• Provided text:
If you're gonna do it (which I wouldn't), maybe think about using steel jacketed cable. You can get it at home depot I believe. Or some other flexible steel conduit.


----------



## chirpfarm (Jan 30, 2012)

This: http://www.igus.com/default.asp?PAGE=EnergyChains is really what you need. It is designed to protect/guide/organize cables thru sliding motion like you describe. Don't know if it would pass residential inspection, but it is used all over the place on manufacturing equipment. not the cheapest, but the right product for the job I'd think.


----------



## KevinGe (Mar 16, 2012)

I have never seen a receptacle installed in a moveable drawer by an electrician. I would take the advice of most of the members responding to your original post and seek the advice of a electrician in your area before you do any work. Personally, I would never install an outlet in a drawer. Without getting into too much detail I believe that this would be a fire hazard.
Cheers


----------



## thegrgyle (Jan 11, 2011)

Handyman said:


> Hey guys thanks for all the input. I think we are going to run a home run wire from the panel to a wall box inside the cabinet. Then use a coiled S.O. cord from the wall to the back of the draw to a flush mount receptical box in the drawer. The new home run wire will be connected to a combo Arch fault/GFCI beaker. If there is ever a problem the beaker will trip. And being the SO cord is made out of THHN (Braided wire) wire and coiled, it will flex for many years.


Like others have said, I would think that this would be a fire hazard, and I wouldn't do it. That being said, The coiled cord you refer to is designed exactly for that. If you decide to continue to do this, I would add that you you might want to install the outlet so that there is some protection from something accidentally getting shoved/forced into the outlet. Perhaps a "wall/partition" in front of it, with a gap on the sides that the cord can be fed thru to get to the outlet. The only reason I bring this up is how many times are things shoved in a drawer, and then the drawer shoved shut. I would hate to see some scissors or something like that be shoved into the receptacle, and create a major safety issue. 

Just a thought.


----------



## d_slat (Apr 10, 2012)

ed_h said:


> My wife asked for the same thing. She keeps her hair dryer and curling iron and such in the bottom drawer of the vanity, and it was a hassle to plug and unplug it every time. Since the vanity is built in, it was easy to add an outlet to the wall under the adjacent sink. I just attached a good quality power strip inside the drawer with double-sided tape, ran the cord through a hole in the back of the drawer, and plugged it into the outlet. I made sure the cord was routed so as to not rub or catch on anything when the drawer is opened.
> 
> Does it meet code? No idea.


not a chance in hell I woulda done this. It may be a hassle to unplug it to put it in the drawer, but at least she won't leave it on and burn the house down that way.


----------



## woodnthings (Jan 24, 2009)

*clutter is way better than a fire!*

This was my first thought when I saw hair dryer and curling iron....no way I'd do it...... :no:

maybe with a 20 minute wind up timer that shuts itself off....

probably a shut off could be devised that when the drawer was shut everything gets shut down like a micro switch?


----------



## EWerner (Oct 14, 2010)

• Raw data:
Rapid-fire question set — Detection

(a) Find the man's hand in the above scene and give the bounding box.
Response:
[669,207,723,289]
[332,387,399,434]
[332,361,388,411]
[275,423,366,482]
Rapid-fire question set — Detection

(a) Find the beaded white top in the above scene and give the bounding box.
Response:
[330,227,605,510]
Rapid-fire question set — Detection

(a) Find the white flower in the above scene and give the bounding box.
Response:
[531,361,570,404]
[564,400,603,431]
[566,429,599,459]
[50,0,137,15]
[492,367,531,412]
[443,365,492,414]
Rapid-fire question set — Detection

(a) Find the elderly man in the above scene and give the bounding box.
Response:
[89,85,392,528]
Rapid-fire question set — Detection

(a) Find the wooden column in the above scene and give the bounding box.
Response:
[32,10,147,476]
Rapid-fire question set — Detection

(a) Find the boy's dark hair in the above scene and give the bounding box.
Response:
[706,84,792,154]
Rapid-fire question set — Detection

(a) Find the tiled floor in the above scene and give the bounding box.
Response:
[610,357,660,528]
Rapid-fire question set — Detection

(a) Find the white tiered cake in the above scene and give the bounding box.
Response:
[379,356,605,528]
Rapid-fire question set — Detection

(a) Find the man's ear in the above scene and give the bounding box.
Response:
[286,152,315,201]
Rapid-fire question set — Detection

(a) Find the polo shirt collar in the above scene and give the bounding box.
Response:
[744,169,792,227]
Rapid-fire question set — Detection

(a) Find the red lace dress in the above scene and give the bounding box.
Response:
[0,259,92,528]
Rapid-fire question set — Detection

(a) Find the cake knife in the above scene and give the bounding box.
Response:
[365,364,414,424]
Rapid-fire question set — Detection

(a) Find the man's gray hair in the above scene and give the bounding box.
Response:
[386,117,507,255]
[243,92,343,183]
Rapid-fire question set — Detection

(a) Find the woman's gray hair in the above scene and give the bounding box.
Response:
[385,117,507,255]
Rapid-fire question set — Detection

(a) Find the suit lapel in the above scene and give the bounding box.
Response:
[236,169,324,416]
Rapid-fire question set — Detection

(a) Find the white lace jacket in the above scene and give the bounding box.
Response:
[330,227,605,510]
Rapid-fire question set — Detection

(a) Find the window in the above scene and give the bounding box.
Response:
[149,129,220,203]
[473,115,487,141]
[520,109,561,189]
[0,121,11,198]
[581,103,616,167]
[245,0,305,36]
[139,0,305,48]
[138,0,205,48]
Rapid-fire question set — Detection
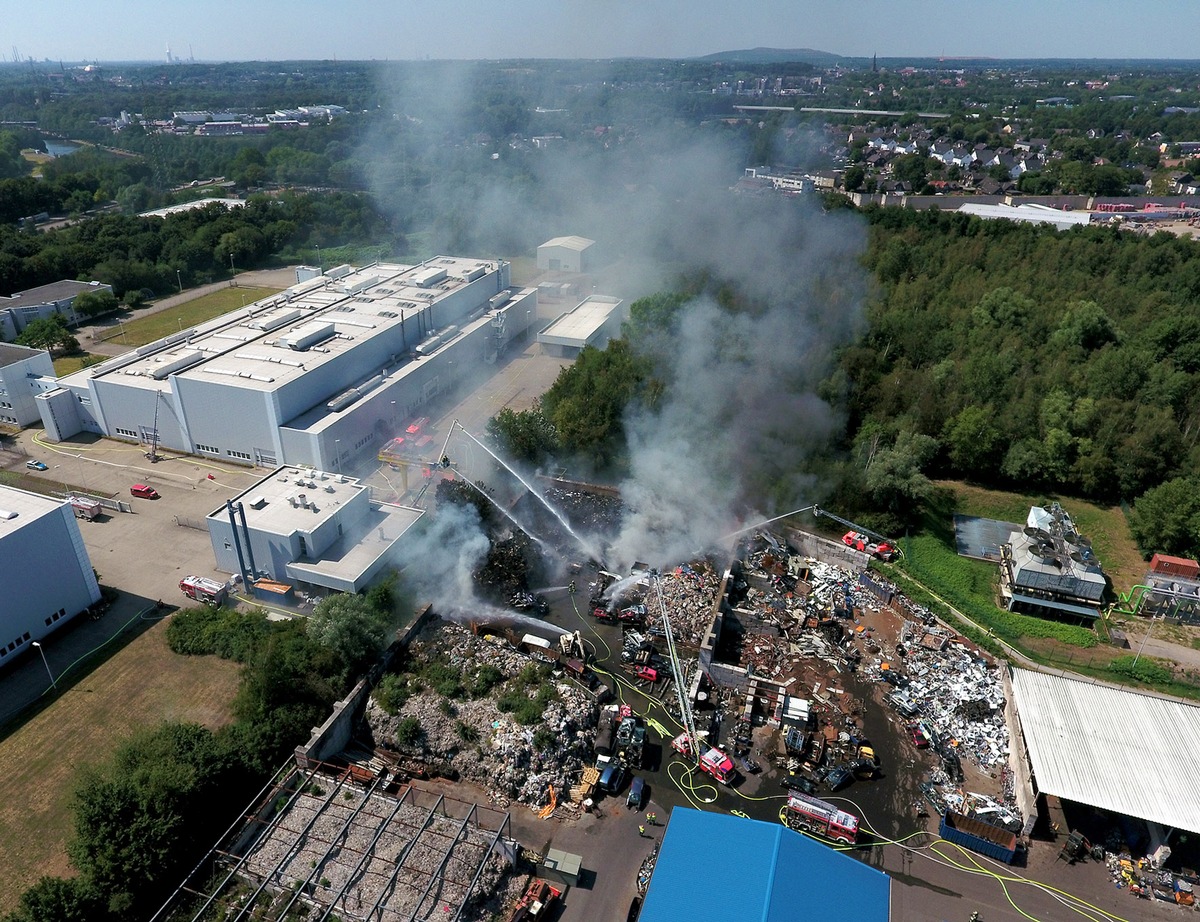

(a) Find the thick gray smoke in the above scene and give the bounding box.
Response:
[374,63,866,567]
[404,503,488,612]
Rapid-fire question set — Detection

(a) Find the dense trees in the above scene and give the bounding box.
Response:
[840,210,1200,551]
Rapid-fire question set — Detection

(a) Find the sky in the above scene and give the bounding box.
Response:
[11,0,1200,61]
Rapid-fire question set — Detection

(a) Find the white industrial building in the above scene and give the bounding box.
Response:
[0,280,113,340]
[0,342,54,427]
[538,294,629,359]
[0,486,100,665]
[538,237,596,273]
[959,202,1092,231]
[206,467,422,592]
[36,257,538,471]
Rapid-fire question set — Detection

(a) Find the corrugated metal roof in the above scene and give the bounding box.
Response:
[638,807,892,922]
[1013,669,1200,833]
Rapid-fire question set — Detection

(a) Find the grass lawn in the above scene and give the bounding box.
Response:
[99,287,281,346]
[937,480,1150,595]
[0,621,240,914]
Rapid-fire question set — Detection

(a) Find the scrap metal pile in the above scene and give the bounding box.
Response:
[638,561,721,647]
[365,623,596,807]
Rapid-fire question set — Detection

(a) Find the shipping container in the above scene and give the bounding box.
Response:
[937,810,1016,864]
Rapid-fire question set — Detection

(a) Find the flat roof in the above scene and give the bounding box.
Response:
[61,257,499,393]
[538,294,622,347]
[287,503,425,586]
[0,279,109,307]
[1013,669,1200,833]
[538,235,595,252]
[208,466,367,535]
[0,485,66,538]
[1008,532,1105,605]
[638,807,892,922]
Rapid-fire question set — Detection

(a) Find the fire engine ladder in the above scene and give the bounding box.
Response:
[650,570,700,766]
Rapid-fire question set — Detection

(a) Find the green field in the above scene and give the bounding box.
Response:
[0,622,241,914]
[104,287,280,346]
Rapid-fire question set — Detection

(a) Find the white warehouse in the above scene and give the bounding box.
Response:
[36,257,536,471]
[0,486,100,665]
[206,467,422,592]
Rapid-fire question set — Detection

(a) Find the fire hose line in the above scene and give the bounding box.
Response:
[830,797,1129,922]
[667,762,716,810]
[926,839,1129,922]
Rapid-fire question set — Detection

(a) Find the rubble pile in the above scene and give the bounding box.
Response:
[245,784,512,920]
[365,624,595,807]
[646,562,721,646]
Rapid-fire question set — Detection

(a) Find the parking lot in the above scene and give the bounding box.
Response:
[0,430,262,725]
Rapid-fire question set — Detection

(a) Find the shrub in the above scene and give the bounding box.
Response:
[372,672,413,717]
[396,717,422,746]
[470,663,504,698]
[167,606,271,663]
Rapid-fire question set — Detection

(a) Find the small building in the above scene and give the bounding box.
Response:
[1000,503,1105,618]
[538,294,628,359]
[0,342,54,427]
[538,237,595,273]
[638,807,892,922]
[0,279,113,341]
[0,486,100,666]
[206,467,424,592]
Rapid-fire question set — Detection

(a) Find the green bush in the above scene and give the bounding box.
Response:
[371,672,413,717]
[167,606,271,663]
[469,663,504,698]
[396,717,422,746]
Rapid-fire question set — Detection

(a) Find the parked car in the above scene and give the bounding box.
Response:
[599,762,625,794]
[625,774,646,810]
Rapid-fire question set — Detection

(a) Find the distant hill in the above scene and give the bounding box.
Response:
[695,48,847,64]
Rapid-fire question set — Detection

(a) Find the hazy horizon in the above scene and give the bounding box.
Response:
[16,0,1200,64]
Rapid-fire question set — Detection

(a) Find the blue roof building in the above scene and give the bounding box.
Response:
[638,807,892,922]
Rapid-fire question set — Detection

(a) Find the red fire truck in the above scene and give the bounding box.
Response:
[671,734,738,784]
[179,576,227,605]
[784,794,858,845]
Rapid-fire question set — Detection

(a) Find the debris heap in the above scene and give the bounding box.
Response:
[365,623,596,806]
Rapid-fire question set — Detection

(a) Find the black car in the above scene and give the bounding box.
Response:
[780,774,817,795]
[824,765,854,791]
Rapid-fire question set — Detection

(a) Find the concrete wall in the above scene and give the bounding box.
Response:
[295,605,437,768]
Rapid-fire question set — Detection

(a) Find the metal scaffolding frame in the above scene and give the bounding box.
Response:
[155,764,510,922]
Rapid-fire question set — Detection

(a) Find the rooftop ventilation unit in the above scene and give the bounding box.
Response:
[413,269,446,288]
[150,349,204,381]
[275,321,337,352]
[246,309,304,333]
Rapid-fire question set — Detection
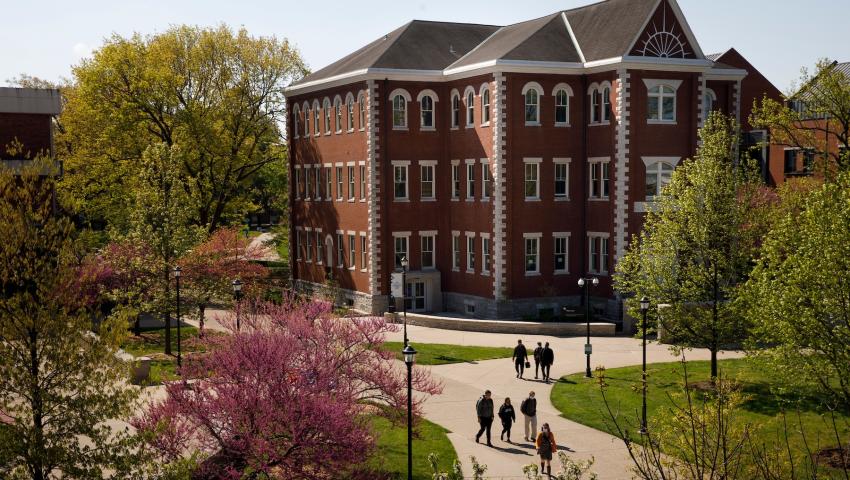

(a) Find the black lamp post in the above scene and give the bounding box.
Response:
[399,256,408,346]
[401,344,416,480]
[231,278,242,332]
[174,266,183,368]
[640,296,649,435]
[578,277,599,378]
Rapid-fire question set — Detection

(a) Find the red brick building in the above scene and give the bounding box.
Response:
[287,0,778,319]
[768,62,850,185]
[0,87,61,168]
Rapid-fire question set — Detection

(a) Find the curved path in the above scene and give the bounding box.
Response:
[389,326,741,480]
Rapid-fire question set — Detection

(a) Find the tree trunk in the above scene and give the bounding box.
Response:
[198,303,206,338]
[162,266,171,355]
[29,328,45,480]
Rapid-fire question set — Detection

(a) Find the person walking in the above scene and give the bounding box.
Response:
[534,423,558,478]
[534,342,543,380]
[519,392,537,442]
[499,398,516,443]
[475,390,493,447]
[512,340,528,378]
[540,342,555,383]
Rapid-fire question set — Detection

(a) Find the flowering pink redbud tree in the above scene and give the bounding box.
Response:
[134,296,441,480]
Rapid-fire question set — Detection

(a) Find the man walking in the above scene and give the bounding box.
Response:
[534,342,543,380]
[513,340,528,378]
[541,342,555,383]
[475,390,493,447]
[519,392,537,442]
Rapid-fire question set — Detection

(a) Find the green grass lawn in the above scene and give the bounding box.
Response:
[383,342,513,365]
[552,358,850,472]
[369,416,457,480]
[121,325,217,385]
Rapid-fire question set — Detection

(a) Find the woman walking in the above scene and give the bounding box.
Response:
[499,398,516,443]
[535,423,558,477]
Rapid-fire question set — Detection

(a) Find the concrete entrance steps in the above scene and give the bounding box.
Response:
[388,312,616,337]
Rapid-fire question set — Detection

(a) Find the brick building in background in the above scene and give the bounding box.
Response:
[0,87,62,169]
[287,0,778,326]
[768,62,850,185]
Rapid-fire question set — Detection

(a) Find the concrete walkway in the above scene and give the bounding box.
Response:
[388,326,741,480]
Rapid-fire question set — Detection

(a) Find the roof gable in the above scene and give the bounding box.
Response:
[629,0,702,59]
[564,0,658,62]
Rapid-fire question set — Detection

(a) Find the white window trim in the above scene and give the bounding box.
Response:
[389,88,412,131]
[587,232,611,277]
[643,78,682,125]
[390,160,410,202]
[480,232,493,277]
[480,158,493,202]
[552,157,572,202]
[419,160,437,202]
[522,157,543,202]
[587,157,611,202]
[522,232,543,277]
[478,83,493,128]
[552,232,571,275]
[522,82,543,127]
[463,158,475,202]
[452,230,460,272]
[360,232,369,272]
[464,232,475,273]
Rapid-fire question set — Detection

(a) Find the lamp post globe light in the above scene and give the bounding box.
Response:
[399,255,416,346]
[640,296,649,435]
[174,265,183,368]
[230,278,242,332]
[578,277,599,378]
[401,344,416,480]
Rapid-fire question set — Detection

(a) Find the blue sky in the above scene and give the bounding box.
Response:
[0,0,850,91]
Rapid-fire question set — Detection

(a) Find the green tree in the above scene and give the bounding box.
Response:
[0,161,137,480]
[741,172,850,409]
[750,60,850,177]
[58,26,306,232]
[615,113,759,378]
[130,143,201,354]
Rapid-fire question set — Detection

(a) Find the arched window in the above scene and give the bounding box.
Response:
[334,95,342,133]
[357,93,366,130]
[322,98,331,134]
[313,101,320,135]
[452,92,460,128]
[602,87,611,122]
[522,82,543,125]
[393,94,407,128]
[345,93,354,132]
[480,83,490,125]
[555,90,570,125]
[702,88,717,121]
[466,91,475,127]
[646,162,673,201]
[419,95,434,128]
[646,85,676,122]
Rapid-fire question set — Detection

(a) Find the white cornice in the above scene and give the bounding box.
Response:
[285,56,716,95]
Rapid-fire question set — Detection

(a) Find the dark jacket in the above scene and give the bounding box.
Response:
[519,397,537,417]
[475,395,493,418]
[513,344,528,363]
[541,347,555,365]
[534,346,543,363]
[499,404,516,423]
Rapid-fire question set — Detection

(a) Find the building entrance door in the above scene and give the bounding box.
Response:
[404,280,428,312]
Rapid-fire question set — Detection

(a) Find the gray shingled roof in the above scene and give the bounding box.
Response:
[564,0,656,62]
[295,20,499,85]
[295,0,692,85]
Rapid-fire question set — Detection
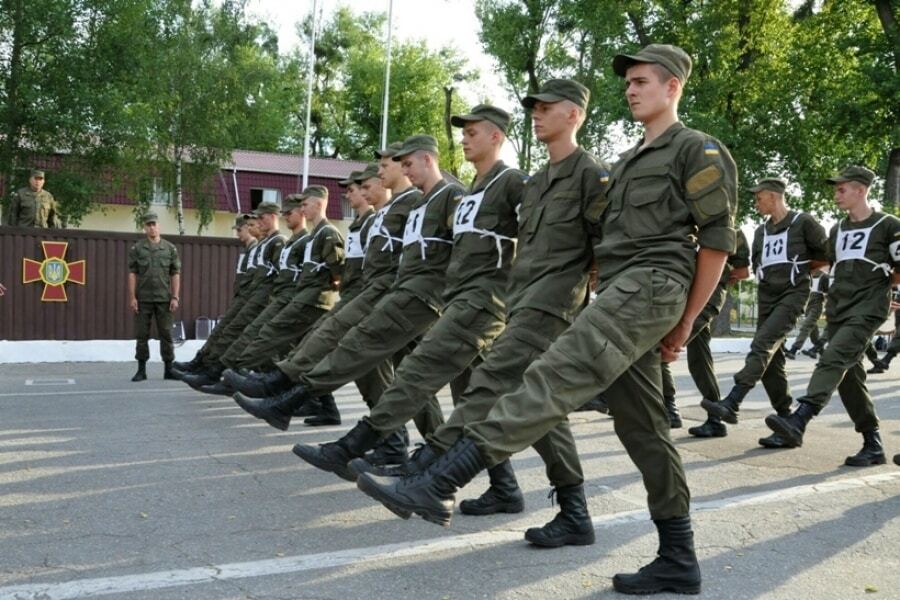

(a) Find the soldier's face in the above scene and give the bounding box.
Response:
[625,63,679,123]
[462,121,499,162]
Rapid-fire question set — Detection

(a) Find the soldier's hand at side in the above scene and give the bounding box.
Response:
[659,321,691,362]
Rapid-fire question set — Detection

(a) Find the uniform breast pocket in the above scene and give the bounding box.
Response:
[544,193,585,250]
[621,166,672,238]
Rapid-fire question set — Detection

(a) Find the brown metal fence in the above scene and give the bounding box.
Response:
[0,227,240,340]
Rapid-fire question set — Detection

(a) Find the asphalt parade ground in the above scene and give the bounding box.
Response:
[0,354,900,600]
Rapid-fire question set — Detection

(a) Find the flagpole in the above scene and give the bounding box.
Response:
[302,0,319,190]
[381,0,394,148]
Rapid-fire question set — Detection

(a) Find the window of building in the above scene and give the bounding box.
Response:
[250,188,281,209]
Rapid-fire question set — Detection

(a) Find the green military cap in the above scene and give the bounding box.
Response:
[281,194,306,214]
[303,185,328,200]
[826,165,875,187]
[338,171,362,187]
[450,104,509,133]
[391,134,438,162]
[356,163,378,183]
[375,142,403,158]
[750,177,787,194]
[613,44,692,83]
[253,202,281,217]
[522,79,591,110]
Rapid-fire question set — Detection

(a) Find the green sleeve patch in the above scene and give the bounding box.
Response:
[684,165,722,198]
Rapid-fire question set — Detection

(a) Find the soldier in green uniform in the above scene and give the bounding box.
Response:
[214,185,344,384]
[294,105,525,490]
[357,44,737,593]
[6,169,62,228]
[128,213,181,381]
[172,213,259,380]
[662,229,750,437]
[784,273,828,360]
[766,166,900,467]
[225,135,463,429]
[181,202,285,389]
[700,177,826,448]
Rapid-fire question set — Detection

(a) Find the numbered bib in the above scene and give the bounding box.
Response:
[453,190,484,235]
[346,229,366,258]
[835,227,873,262]
[403,204,428,246]
[762,229,788,267]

• Task: Continue the forum thread about putting an electrical outlet inside a drawer, picking up right after its last line.

• Exercise output:
TS3660 said:


> Just put a small Honda Generator in the drawer. :laughing:


:laughingitto:laughing:

Talk directly to a state inspector (or city inspector if they have one for electrical) and see what they suggest. Hate to have you put alot of work into it and have it fail inspection.

I would worry about fatigue in the wiring that would occur by the movement fo the draw. It obviously can not be solid copper wire as it would surely fail over time.

Good luck.


----------



## <*(((>< (Feb 24, 2010)

woodnthings said:


> This was my first thought when I saw hair dryer and curling iron....no way I'd do it...... :no:
> 
> maybe with a 20 minute wind up timer that shuts itself off....
> 
> probably a shut off could be devised that when the drawer was shut everything gets shut down like a micro switch?


This is a very good thought, have the timer before the outlet so that the outlet would only have power to it when the timer is running. That way someone is right there (or within the timer max time limit) in case of fatigue problems of the wire. If you are going to do it that is.

How I would tackle this is to have the side of the drawer be removed and have the outlet attached to the inside of the cabinet beside the drawer with the side removed. This way the outlet is in one place not being moved and the cord for the appliance is what is moving in and out.


----------



## vursenbach (Apr 11, 2012)

I was thinking of installing an electrical outlet in the back of the cabinet, like you would under a sink for a garbage disposal. Then, install a manufactured power strip in the drawer which is not hardwired to the outlet. The home owner can plug it in or not.


----------



## dickeyjs (Jan 28, 2014)

*In Drawer Power Outlet*

Hi All,

If you need an in drawer power outlet, you can buy one here. 

www.dockingdrawer.com

Scott


----------



## TimPa (Jan 27, 2010)

good advice here - check with your local codes inspector, some aftermarket devices may be acceptable (as noted above)

bad advice here - after the inpection, do what you want/plug in an extension cord (please don't take offense)

nec codes are not written to make our life miserable (although they do at times), but to keep our house from burning down.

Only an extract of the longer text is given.